What is expected:
Reproduce word for word the lines of the listing below, starting with the line that contains "Annotation task — pin every instance of the terracotta" and going on through the end of the listing, both ends included.

(Location labeling listing)
— START —
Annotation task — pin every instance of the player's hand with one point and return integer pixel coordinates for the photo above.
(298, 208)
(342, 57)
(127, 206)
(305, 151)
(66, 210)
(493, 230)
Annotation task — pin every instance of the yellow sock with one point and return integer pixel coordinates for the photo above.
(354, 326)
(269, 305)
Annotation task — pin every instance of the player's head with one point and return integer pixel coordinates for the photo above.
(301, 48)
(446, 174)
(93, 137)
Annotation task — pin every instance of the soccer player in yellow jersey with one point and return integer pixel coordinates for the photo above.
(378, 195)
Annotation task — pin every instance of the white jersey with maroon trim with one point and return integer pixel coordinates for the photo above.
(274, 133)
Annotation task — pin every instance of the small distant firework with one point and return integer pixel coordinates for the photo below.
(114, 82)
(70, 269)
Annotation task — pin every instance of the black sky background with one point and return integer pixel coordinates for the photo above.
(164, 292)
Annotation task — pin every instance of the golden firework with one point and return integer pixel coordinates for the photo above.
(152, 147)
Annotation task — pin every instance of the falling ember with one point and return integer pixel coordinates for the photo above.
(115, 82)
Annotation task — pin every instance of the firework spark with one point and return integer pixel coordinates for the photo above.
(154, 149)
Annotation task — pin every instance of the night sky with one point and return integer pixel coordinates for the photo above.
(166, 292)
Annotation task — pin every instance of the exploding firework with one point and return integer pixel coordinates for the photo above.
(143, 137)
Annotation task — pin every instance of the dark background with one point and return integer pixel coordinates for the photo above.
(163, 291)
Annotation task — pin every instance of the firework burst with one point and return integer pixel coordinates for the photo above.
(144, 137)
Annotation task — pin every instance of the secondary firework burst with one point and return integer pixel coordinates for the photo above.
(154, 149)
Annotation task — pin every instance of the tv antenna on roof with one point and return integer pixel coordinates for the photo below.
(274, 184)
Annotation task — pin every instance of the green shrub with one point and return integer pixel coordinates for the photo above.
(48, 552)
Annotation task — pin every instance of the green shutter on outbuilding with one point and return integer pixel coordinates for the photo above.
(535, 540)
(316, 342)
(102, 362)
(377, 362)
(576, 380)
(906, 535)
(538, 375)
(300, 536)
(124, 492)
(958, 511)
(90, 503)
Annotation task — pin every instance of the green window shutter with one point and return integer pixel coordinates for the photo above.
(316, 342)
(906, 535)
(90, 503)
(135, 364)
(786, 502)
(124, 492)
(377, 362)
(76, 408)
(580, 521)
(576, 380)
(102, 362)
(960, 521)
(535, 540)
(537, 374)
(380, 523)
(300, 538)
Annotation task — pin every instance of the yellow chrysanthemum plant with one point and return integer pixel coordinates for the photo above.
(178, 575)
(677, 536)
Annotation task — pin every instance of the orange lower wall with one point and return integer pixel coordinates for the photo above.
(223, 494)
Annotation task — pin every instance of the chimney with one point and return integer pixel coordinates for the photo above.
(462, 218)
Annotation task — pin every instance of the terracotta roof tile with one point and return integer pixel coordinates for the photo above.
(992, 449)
— END —
Task result:
Annotation task — pin every instance of the terracotta roof tile with one point and return integer pixel coordinates for the photo above.
(992, 449)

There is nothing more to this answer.